> [Extracted entries]
[Start of section]

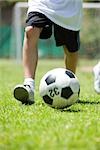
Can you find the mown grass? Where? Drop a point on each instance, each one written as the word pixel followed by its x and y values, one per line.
pixel 39 127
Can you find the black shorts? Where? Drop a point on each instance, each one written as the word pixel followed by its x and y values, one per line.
pixel 69 38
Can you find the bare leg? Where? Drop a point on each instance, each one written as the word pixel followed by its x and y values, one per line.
pixel 30 52
pixel 25 92
pixel 71 59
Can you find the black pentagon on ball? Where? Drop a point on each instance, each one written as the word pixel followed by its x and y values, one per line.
pixel 50 79
pixel 47 100
pixel 66 92
pixel 70 74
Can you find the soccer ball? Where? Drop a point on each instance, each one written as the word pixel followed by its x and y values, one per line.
pixel 59 88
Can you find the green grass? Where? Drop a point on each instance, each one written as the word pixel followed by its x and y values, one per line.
pixel 39 127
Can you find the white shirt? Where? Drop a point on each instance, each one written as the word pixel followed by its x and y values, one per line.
pixel 65 13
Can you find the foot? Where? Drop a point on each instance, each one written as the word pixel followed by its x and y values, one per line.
pixel 96 72
pixel 24 93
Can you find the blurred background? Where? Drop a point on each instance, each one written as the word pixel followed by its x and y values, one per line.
pixel 12 23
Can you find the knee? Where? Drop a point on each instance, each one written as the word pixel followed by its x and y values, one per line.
pixel 29 31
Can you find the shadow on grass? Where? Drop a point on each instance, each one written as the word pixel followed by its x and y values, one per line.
pixel 71 110
pixel 88 102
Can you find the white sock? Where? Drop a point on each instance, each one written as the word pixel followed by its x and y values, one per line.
pixel 30 82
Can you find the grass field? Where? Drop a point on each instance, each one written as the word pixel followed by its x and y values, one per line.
pixel 39 127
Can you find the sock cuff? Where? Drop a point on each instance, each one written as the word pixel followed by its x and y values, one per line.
pixel 29 81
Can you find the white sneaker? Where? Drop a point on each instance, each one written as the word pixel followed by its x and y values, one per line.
pixel 24 93
pixel 96 72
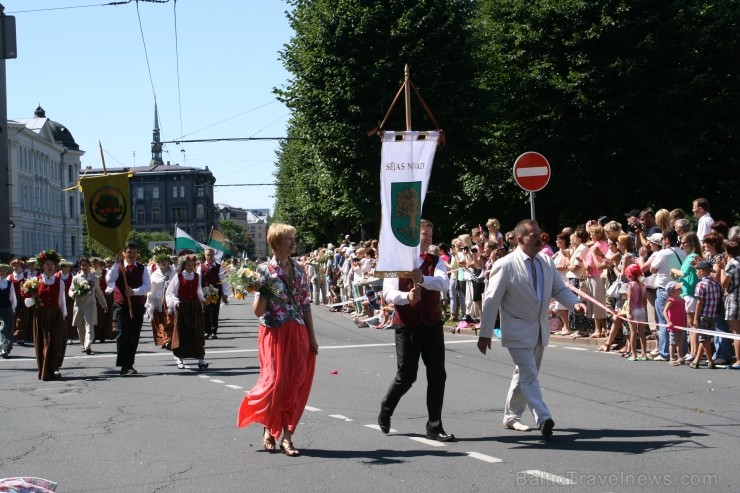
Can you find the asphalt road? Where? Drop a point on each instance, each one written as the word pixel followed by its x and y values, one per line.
pixel 620 426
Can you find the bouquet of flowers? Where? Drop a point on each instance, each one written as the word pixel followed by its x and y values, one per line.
pixel 212 295
pixel 81 288
pixel 244 281
pixel 30 291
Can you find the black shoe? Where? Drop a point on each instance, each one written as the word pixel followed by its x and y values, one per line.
pixel 440 435
pixel 385 423
pixel 546 428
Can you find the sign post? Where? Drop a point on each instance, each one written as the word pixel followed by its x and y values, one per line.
pixel 532 174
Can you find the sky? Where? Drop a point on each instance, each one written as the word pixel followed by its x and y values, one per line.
pixel 86 65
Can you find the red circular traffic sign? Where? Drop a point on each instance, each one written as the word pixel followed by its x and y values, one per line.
pixel 532 171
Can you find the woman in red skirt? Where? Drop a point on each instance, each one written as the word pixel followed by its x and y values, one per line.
pixel 185 298
pixel 49 311
pixel 287 345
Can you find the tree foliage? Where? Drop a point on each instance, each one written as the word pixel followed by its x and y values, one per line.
pixel 633 102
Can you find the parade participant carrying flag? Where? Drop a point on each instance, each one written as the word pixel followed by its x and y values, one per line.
pixel 406 165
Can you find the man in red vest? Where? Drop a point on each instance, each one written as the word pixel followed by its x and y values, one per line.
pixel 131 293
pixel 211 274
pixel 419 333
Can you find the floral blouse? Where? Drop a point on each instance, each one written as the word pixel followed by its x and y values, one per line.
pixel 280 310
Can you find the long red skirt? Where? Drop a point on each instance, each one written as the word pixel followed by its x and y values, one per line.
pixel 287 366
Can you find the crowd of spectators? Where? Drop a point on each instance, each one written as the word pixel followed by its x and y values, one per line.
pixel 621 269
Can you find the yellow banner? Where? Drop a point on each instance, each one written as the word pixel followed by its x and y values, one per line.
pixel 108 209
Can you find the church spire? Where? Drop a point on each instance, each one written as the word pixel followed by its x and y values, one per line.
pixel 156 142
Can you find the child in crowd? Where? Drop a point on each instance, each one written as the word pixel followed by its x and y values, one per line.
pixel 675 316
pixel 708 294
pixel 636 311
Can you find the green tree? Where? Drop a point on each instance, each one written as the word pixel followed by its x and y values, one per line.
pixel 347 59
pixel 238 236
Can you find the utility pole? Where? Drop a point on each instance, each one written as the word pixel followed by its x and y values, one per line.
pixel 7 50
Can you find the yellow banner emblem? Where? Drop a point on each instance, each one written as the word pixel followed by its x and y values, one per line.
pixel 108 209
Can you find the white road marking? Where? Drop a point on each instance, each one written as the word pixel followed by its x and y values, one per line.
pixel 426 441
pixel 549 477
pixel 376 427
pixel 533 171
pixel 484 457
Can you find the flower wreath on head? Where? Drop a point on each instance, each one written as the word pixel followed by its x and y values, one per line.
pixel 48 255
pixel 162 256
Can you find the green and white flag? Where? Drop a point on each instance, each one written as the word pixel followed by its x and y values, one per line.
pixel 405 167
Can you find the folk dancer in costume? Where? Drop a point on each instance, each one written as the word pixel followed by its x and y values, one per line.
pixel 104 327
pixel 65 269
pixel 211 274
pixel 128 304
pixel 419 333
pixel 8 303
pixel 23 315
pixel 85 290
pixel 185 298
pixel 287 345
pixel 49 307
pixel 156 308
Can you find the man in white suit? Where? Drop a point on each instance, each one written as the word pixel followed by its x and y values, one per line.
pixel 521 286
pixel 85 314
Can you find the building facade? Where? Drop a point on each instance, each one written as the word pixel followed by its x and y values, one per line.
pixel 44 164
pixel 254 221
pixel 164 195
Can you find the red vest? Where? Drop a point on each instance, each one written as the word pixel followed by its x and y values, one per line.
pixel 428 311
pixel 49 295
pixel 210 275
pixel 135 278
pixel 188 289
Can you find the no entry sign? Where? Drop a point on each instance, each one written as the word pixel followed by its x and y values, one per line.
pixel 532 171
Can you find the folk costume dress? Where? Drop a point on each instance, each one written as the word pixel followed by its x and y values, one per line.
pixel 8 302
pixel 49 331
pixel 185 297
pixel 156 308
pixel 23 314
pixel 287 364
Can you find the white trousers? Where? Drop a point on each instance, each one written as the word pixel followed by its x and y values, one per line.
pixel 525 387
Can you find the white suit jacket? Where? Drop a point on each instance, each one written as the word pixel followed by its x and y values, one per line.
pixel 85 309
pixel 524 318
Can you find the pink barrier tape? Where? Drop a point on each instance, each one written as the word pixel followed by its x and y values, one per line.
pixel 713 333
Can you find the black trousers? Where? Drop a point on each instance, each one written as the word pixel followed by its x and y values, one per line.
pixel 128 332
pixel 411 343
pixel 210 312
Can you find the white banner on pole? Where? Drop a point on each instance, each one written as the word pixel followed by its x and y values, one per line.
pixel 405 167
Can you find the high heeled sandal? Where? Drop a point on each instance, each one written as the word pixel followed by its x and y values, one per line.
pixel 268 441
pixel 286 447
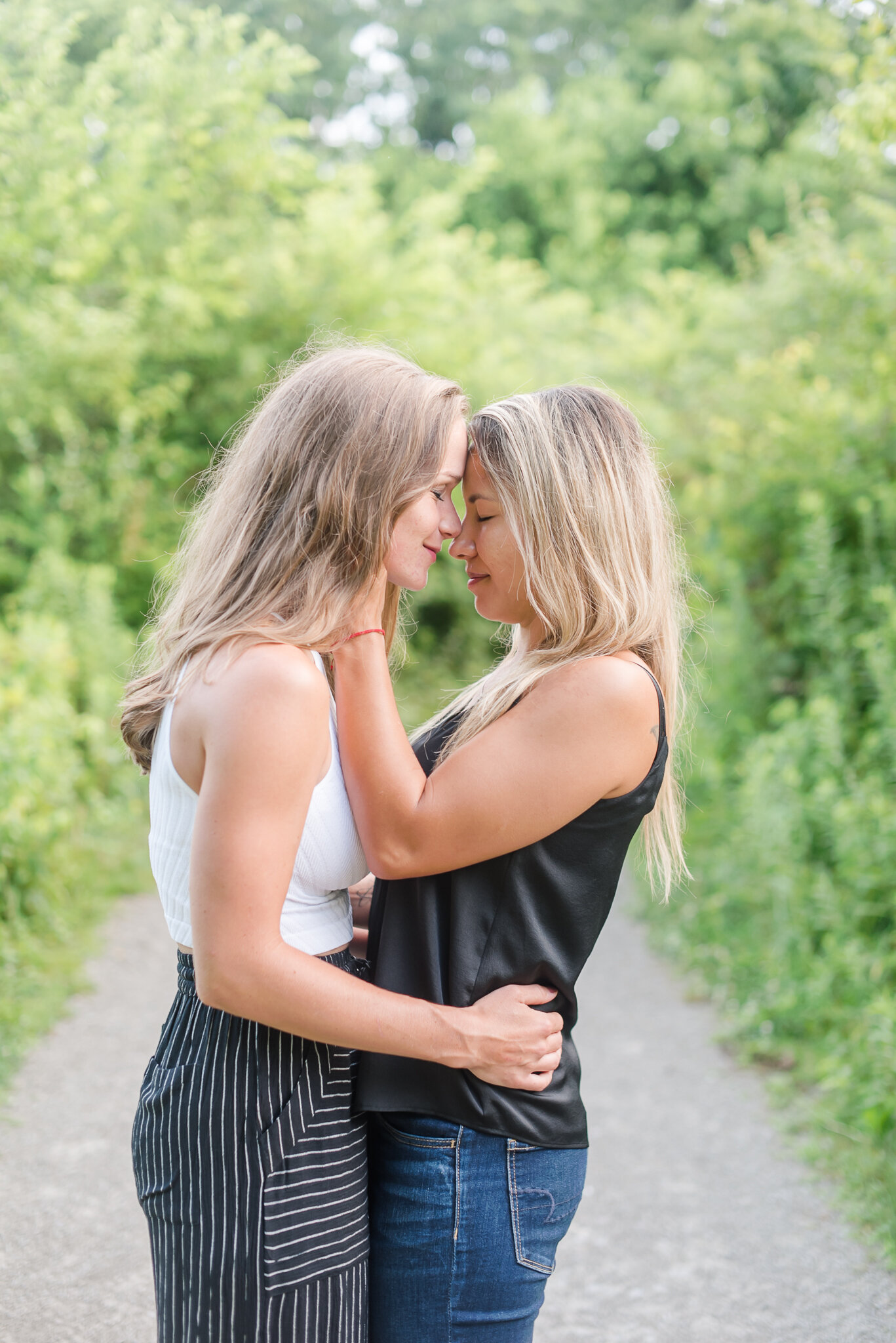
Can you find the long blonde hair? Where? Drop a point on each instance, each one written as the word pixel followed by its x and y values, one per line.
pixel 296 517
pixel 595 528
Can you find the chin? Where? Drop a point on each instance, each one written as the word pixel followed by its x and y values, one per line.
pixel 410 582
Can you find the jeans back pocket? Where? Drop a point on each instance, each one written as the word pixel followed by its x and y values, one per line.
pixel 545 1185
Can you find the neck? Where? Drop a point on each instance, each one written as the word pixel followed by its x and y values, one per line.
pixel 531 634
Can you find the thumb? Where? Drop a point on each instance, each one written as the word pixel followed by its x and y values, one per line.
pixel 535 994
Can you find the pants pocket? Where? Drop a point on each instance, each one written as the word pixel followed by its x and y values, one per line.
pixel 315 1192
pixel 160 1133
pixel 545 1188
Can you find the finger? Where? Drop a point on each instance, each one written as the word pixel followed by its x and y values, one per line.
pixel 549 1062
pixel 535 993
pixel 535 1081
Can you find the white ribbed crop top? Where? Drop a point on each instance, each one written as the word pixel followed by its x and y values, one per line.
pixel 316 913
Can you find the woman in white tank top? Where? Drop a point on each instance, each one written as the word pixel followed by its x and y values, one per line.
pixel 249 1161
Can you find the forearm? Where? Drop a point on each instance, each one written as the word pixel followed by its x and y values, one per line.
pixel 303 995
pixel 385 780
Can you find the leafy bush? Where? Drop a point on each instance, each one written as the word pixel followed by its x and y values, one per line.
pixel 71 810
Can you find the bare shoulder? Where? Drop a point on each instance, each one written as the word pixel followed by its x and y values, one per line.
pixel 266 680
pixel 614 685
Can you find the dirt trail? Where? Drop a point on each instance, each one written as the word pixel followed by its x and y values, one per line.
pixel 696 1224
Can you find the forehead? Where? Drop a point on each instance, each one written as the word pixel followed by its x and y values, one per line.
pixel 475 479
pixel 454 458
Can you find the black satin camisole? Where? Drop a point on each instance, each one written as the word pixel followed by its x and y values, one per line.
pixel 530 916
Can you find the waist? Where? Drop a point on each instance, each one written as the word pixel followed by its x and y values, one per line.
pixel 341 959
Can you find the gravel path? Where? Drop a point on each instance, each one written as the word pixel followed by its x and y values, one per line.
pixel 696 1224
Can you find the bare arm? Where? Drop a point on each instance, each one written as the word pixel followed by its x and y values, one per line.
pixel 262 730
pixel 585 732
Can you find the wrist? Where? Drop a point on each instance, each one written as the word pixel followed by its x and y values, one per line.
pixel 454 1049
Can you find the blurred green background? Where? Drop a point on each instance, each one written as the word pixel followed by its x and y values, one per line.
pixel 692 202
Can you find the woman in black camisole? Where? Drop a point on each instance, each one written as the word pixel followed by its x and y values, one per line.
pixel 500 838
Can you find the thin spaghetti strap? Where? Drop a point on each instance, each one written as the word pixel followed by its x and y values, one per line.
pixel 663 704
pixel 180 675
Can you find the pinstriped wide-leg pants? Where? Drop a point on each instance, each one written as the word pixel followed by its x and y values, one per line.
pixel 252 1171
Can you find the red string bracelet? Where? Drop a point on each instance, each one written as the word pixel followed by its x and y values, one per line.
pixel 358 634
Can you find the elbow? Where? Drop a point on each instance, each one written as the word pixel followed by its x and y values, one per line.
pixel 391 862
pixel 218 986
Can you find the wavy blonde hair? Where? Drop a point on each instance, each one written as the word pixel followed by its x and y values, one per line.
pixel 296 517
pixel 604 569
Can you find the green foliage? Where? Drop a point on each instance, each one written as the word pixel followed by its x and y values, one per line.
pixel 71 809
pixel 695 202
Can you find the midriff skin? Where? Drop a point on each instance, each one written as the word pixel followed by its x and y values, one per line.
pixel 188 952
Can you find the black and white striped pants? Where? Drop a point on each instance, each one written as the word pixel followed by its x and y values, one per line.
pixel 252 1171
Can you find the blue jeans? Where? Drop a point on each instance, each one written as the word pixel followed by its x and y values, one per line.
pixel 464 1230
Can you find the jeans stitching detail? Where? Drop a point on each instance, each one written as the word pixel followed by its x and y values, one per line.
pixel 457 1184
pixel 413 1140
pixel 515 1221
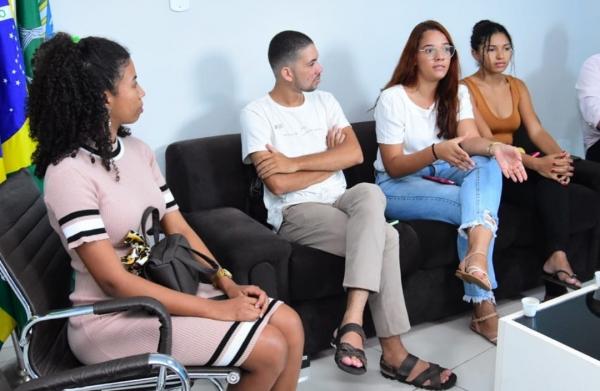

[End of section]

> [What needs to be done] Restate word for word only the lines from the one with "Can you find the red string" through the last line of the material, both included. Any picture should be left out.

> [Task response]
Can you find the red string bracelet? Where? Drop a point on each instance, each one written as the word pixel followed by its x and y values, one per line.
pixel 358 634
Can you find the elbow? Where? Drop a point on each instance, each one written as the word pixel followed by its x and y values, one per line.
pixel 391 862
pixel 218 986
Can you find the wavy blonde hair? Where? Drop a point on each instance, each one written as the word pixel followed by its x and y values, one per line.
pixel 296 517
pixel 604 569
Can you find the green foliage? Where? Drop a point on each instance, each one written as the word pixel followed by its x and y values, one per line.
pixel 71 809
pixel 695 202
Can you find the midriff skin? Where? Drop a point on each instance, each one written as the word pixel followed by its x and y values, one per line.
pixel 188 952
Can you find the black and white striped pants? Where? Drop a point on each instance, each one written as the word pixel followed by its x and y values, one per line.
pixel 252 1171
Can you find the blue jeans? Where? Drop a point on each instance, each one written as the word pixel followed by its x and y values, one per line.
pixel 464 1230
Can you find the jeans stitching detail? Where? Drop a point on each instance, each one written as the word pixel followed by its x and y values, one per line.
pixel 457 1184
pixel 413 1140
pixel 515 1221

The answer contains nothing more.